▶ _Consignes_:
**1)** D'après le témoignage sur le camp d'Inal, combien de rescapés ce camp comptait-il ?
**2)** Recopiez le passage des entrées qui va de la ligne contenant « Where can the door » jusqu'à la fin des entrées, en remplaçant « wooden » par « oak » et sans rien modifier d'autre.

▶ _Bloc de texte_:
J’ai suivi sur le net le témoignage émouvant de Monsieur Abderrahmane Ould Ahmed, hartani, civil qui aurait vécu le même calvaire que moi à Inal. J’ai eu l’impression de relire « L’enfer d’Inal », mais d’un autre auteur. Je devrais être heureux de voir un mauritanien issu d’une autre communauté confirmer mes dires avec en sus des détails. Mais ma conscience me dicte une autre attitude.
Loin de moi l’idée de m’accaparer « Inal » qui, symboliquement parlant, appartient plus à ceux qui y sont couchés qu’à n’importe qui, pas plus que je ne cherche à en faire une victimisation exclusivement communautaire. Juste les faits. Sans plus. Je ne suis pas le seul rescapé du camp d’Inal, nous en étions 96 en effet. Et près de la moitié est encore au pays. Mais pas un seul d’entre eux ne pourra confirmer la présence d’un hartani civil parmi nous. Nous nous connaissions tous pratiquement.
Si le 18 mars il totalisait 5 mois de détention, cela signifie qu’il aurait été arrêté en mi octobre, on n’oublie jamais la date de son arrestation. Comment expliquer alors que personne ne l’ai remarqué à Inal, à la base Wajaha de Noudhibou, à Jreïda et à N’ Beyka où le gros du groupe fut libéré le 18 mars 1991 ?
Première incohérence : Partout dans le monde, même en Mauritanie (je devrais plutôt dire surtout en Mauritanie), la police a toujours évité de se mêler de ce qui se passe dans la grande muette. Il n’est peut être pas nécessaire de rappeler que ce qui se passait à Inal n’était géré que par l’armée.
Deuxième incohérence : Dans la région de Nouadhibou des policiers, des gardes, des douaniers, des gendarmes ont été arrêté torturés et enfermés, tous à Nouadhibou. Pas un seul d’entre eux n’a mis les pieds à Inal. Alors qu’on m’explique pourquoi un civil arrêté par la police à Nouadhibou serait envoyé à 255 km de la zone de compétence de cette dernière ?
Troisième incohérence : Nous savons tous que seule la communauté négro-mauritanienne était visée. Pour preuves un groupe de 25 soldats des premières victimes arrêté à Boghe et Alèg ont été envoyés à Inal, de ce groupe, seuls deux personnes ont survécu (Ahmed Salem et Youba DIA ). On a découvert à Inal qu’ils étaient tous deux des métisses hartani et peul. Le fait de n’être pas des négro-mauritaniens à 100/100 leur a sauvé la vie, tant mieux pour eux.

▶ _Matériel présenté_:
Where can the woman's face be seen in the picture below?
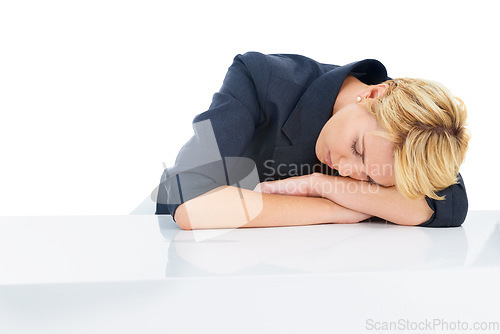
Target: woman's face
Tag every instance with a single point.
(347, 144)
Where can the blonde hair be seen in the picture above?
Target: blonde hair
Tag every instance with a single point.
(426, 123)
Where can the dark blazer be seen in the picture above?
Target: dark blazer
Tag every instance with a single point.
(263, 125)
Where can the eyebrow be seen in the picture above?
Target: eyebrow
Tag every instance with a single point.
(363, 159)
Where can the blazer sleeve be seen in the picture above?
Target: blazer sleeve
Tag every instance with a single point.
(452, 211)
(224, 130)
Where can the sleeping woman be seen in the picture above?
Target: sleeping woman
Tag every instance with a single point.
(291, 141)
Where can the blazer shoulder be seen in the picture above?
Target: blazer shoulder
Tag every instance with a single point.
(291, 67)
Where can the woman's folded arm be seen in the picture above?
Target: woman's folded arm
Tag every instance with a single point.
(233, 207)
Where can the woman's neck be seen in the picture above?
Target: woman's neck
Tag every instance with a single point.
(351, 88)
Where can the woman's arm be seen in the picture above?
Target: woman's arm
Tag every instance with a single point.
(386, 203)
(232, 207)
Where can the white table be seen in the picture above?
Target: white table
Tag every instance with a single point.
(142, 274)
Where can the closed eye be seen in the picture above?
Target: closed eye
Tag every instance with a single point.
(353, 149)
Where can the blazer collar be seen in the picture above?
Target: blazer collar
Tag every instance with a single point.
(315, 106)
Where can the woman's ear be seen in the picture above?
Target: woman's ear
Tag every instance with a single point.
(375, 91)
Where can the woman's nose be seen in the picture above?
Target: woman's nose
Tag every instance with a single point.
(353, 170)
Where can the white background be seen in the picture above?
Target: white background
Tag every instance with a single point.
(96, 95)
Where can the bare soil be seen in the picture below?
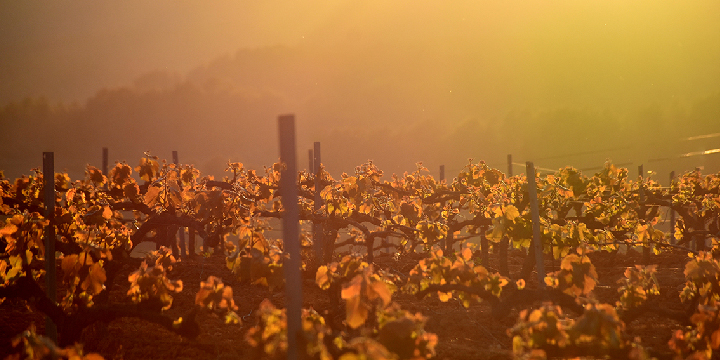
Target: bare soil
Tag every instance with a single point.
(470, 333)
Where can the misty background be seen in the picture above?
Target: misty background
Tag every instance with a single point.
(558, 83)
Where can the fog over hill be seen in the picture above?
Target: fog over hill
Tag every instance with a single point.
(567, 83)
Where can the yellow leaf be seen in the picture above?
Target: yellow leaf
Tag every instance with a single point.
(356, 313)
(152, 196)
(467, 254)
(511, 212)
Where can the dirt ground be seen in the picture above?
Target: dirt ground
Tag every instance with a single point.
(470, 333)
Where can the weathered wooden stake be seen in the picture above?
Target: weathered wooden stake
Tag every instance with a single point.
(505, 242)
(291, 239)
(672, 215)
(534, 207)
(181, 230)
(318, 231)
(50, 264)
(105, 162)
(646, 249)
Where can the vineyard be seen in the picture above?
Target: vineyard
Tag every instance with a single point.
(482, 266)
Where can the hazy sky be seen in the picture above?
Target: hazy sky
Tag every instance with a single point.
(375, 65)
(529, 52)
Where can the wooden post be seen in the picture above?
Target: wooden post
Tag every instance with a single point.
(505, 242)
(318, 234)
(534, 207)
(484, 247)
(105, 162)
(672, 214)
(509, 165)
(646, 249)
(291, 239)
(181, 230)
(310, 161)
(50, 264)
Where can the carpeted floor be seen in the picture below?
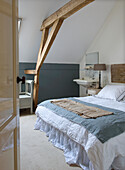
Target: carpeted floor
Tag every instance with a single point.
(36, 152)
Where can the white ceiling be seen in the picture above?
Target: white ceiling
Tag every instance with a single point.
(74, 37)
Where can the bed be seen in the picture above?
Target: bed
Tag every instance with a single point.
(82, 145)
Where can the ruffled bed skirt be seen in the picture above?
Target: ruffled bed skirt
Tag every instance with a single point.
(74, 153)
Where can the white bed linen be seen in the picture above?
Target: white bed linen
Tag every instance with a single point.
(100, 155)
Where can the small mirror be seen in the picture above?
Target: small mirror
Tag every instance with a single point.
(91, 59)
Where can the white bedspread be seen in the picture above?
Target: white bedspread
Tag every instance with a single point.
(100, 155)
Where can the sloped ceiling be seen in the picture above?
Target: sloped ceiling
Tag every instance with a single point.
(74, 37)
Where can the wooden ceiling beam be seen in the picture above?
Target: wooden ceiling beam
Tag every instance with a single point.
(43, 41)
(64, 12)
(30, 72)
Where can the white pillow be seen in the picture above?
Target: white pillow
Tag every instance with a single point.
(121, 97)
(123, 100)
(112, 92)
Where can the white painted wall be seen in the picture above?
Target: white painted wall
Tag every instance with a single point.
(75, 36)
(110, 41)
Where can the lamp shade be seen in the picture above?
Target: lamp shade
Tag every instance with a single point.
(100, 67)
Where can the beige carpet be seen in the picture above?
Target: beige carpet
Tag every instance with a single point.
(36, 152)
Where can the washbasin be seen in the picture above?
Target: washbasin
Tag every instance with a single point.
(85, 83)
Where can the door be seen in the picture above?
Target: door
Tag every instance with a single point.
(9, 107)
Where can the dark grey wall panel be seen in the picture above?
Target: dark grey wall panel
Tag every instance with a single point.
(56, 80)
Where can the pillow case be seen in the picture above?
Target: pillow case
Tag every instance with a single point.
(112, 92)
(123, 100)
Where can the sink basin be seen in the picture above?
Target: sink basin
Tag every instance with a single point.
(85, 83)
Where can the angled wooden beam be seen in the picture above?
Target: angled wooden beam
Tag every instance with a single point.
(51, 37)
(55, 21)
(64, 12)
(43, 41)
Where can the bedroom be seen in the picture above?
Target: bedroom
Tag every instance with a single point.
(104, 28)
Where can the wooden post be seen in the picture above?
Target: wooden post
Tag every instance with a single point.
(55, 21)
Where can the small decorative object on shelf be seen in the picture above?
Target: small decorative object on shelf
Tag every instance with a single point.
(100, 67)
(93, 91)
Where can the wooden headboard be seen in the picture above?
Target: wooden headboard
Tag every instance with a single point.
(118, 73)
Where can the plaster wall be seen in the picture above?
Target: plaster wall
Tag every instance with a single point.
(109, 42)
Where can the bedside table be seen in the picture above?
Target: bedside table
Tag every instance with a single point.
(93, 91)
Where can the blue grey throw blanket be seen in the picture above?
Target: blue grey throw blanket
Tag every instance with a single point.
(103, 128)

▶ _Réponses_:
**1)** Les rescapés du camp d'Inal étaient 96.

**2)**
Where can the door be seen in the picture above?
Target: door
Tag every instance with a single point.
(9, 107)
Where can the dark grey wall panel be seen in the picture above?
Target: dark grey wall panel
Tag every instance with a single point.
(56, 80)
Where can the pillow case be seen in the picture above?
Target: pillow case
Tag every instance with a single point.
(112, 92)
(123, 100)
Where can the sink basin be seen in the picture above?
Target: sink basin
Tag every instance with a single point.
(85, 83)
Where can the angled oak beam be seen in the picture above?
Target: angled oak beam
Tag every instance with a single point.
(51, 37)
(55, 21)
(64, 12)
(43, 41)
Where can the bedroom be seen in the picture above?
Target: bedroom
Tag every instance with a single point.
(104, 28)
Where can the oak post be seen in the picture above?
Target: oak post
Tag every instance with a single point.
(55, 21)
Where can the small decorative object on shelf be seen in the picture above?
Target: small decorative object on shelf
Tag every instance with a single point.
(100, 67)
(93, 91)
Where can the oak headboard be seen in the picture above?
Target: oak headboard
Tag every instance with a single point.
(118, 73)
Where can the plaster wall be seen in the picture above?
Target: plaster wall
Tag every instance with a single point.
(109, 42)
Where can the bedside table be seen in the picture above?
Target: bedside table
Tag every instance with a single point.
(93, 91)
Where can the blue grey throw blanket be seen in the picture above?
Target: blue grey throw blanket
Tag every instance with a single point.
(103, 128)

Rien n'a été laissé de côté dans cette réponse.